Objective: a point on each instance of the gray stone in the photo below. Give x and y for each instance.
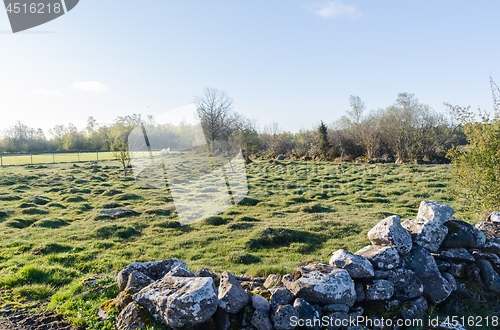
(443, 265)
(490, 277)
(390, 232)
(180, 271)
(232, 296)
(260, 320)
(457, 255)
(381, 257)
(179, 301)
(357, 266)
(280, 296)
(336, 307)
(462, 234)
(434, 211)
(407, 285)
(260, 302)
(155, 270)
(322, 284)
(428, 234)
(379, 290)
(360, 291)
(272, 281)
(421, 262)
(137, 281)
(456, 270)
(283, 317)
(130, 318)
(450, 280)
(414, 309)
(492, 246)
(490, 229)
(308, 314)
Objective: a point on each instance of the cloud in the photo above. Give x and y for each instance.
(333, 9)
(45, 92)
(89, 86)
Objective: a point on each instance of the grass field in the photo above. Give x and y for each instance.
(50, 244)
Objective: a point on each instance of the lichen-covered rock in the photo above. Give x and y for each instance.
(381, 257)
(260, 302)
(360, 291)
(272, 281)
(181, 271)
(390, 232)
(490, 278)
(451, 280)
(407, 285)
(357, 266)
(138, 281)
(154, 269)
(232, 296)
(434, 211)
(283, 318)
(180, 301)
(428, 234)
(379, 290)
(456, 255)
(492, 245)
(421, 262)
(261, 321)
(280, 296)
(308, 314)
(322, 284)
(133, 317)
(336, 307)
(462, 234)
(414, 309)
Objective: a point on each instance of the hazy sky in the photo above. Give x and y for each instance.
(290, 61)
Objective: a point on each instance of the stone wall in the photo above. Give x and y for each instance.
(408, 267)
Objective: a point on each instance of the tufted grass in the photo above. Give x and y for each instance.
(313, 209)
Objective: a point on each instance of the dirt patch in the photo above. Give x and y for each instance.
(25, 320)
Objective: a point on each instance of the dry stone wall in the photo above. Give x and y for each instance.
(408, 267)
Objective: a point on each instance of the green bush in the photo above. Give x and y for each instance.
(476, 167)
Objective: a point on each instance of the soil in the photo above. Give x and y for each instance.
(25, 320)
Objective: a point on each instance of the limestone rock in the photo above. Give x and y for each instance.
(322, 284)
(357, 266)
(308, 314)
(490, 277)
(428, 234)
(462, 234)
(379, 290)
(434, 211)
(282, 317)
(261, 321)
(155, 270)
(381, 257)
(421, 262)
(407, 285)
(414, 309)
(456, 255)
(180, 301)
(280, 297)
(232, 296)
(260, 302)
(390, 232)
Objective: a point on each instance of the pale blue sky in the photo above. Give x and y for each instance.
(290, 61)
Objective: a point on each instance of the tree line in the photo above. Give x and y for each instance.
(406, 129)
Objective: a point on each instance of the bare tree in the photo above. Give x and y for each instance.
(215, 109)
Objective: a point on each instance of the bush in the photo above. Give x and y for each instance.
(476, 167)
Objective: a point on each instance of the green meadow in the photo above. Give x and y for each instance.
(56, 247)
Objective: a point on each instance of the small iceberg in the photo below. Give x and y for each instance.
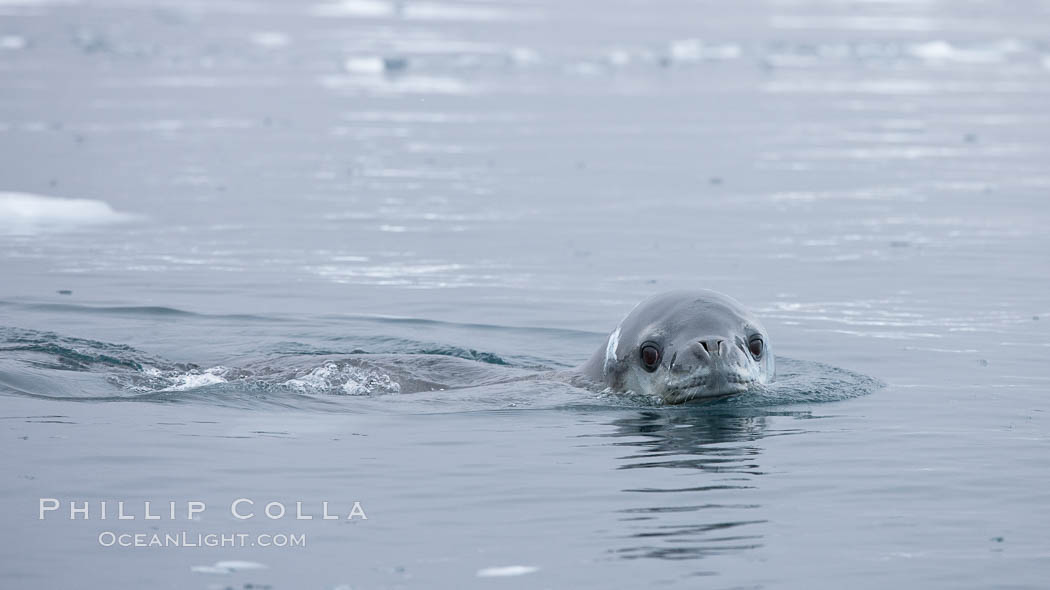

*Task directions*
The response should consist of the entries above, given again exactly and free of pictures.

*Solution to this exercise*
Objective: a point on each instance of the gray stone in the photo below. Give x and y for each instance.
(443, 265)
(490, 277)
(390, 232)
(180, 271)
(232, 296)
(260, 320)
(457, 255)
(381, 257)
(179, 301)
(357, 266)
(280, 296)
(336, 307)
(462, 234)
(434, 211)
(407, 285)
(260, 302)
(155, 270)
(322, 284)
(428, 234)
(379, 290)
(360, 291)
(272, 281)
(421, 262)
(137, 281)
(456, 270)
(283, 317)
(130, 318)
(450, 280)
(414, 309)
(492, 246)
(490, 229)
(308, 314)
Objective: a point on each instance of the cloud in the photo above. Give x and y for each instance.
(333, 9)
(45, 92)
(89, 86)
Objective: a point on each instance of the grass field in the photo above. Give x and y for each instance.
(50, 244)
Objective: a point on each instance of the lichen-covered rock in the photo above. Give x and y for each instance.
(381, 257)
(260, 302)
(360, 291)
(272, 281)
(181, 271)
(390, 232)
(490, 278)
(451, 280)
(407, 285)
(357, 266)
(138, 281)
(154, 269)
(232, 296)
(434, 211)
(283, 318)
(180, 301)
(428, 234)
(379, 290)
(456, 255)
(492, 245)
(421, 262)
(261, 321)
(280, 296)
(308, 314)
(322, 284)
(133, 317)
(336, 307)
(462, 234)
(414, 309)
Objective: a point on each instance of the hazy sky in the photo above. Give x and y for each instance.
(290, 61)
Objective: a point on each instance of the stone wall in the photo above. Give x and y for each instance.
(408, 267)
Objective: a point on each instance of the tufted grass in the photo above. Give x and y for each instance.
(313, 209)
Objective: a point on each instance of the dirt patch in the photo above. Give x and y for each instance.
(25, 320)
Objective: a point on each instance of the dry stone wall in the photo above. Give x and y for each instance.
(408, 267)
Objective: a point on each instance of the green bush in the photo above. Give x and y for each instance.
(476, 167)
Objective: a point on each instance of the soil in the photo above. Give x and y for each instance.
(25, 320)
Objective: a point on each instance of the limestone rock in the photo above. Give x and y for each instance.
(322, 284)
(357, 266)
(308, 314)
(490, 277)
(428, 234)
(462, 234)
(379, 290)
(434, 211)
(282, 317)
(261, 321)
(155, 270)
(381, 257)
(421, 262)
(407, 285)
(414, 309)
(456, 255)
(180, 301)
(280, 297)
(232, 296)
(260, 302)
(390, 232)
Objective: a point on each instance of the pale blue sky in the photo above. Give x and y for each instance.
(290, 61)
Objective: a point on each instance of the tree line in the photo above. Give x and y for each instance.
(406, 129)
Objective: a point on each instance of the bare tree in the photo above. Give x and y for each instance.
(215, 109)
Objective: a point on each instance of the bush in the photo above. Give x and y for each instance.
(476, 167)
Objective: a point on each instance of the green meadow in the photo above. Give x and y for each instance.
(56, 247)
Objective: a point on each instance of the small iceberg in the photo below. Give x and y for each instance.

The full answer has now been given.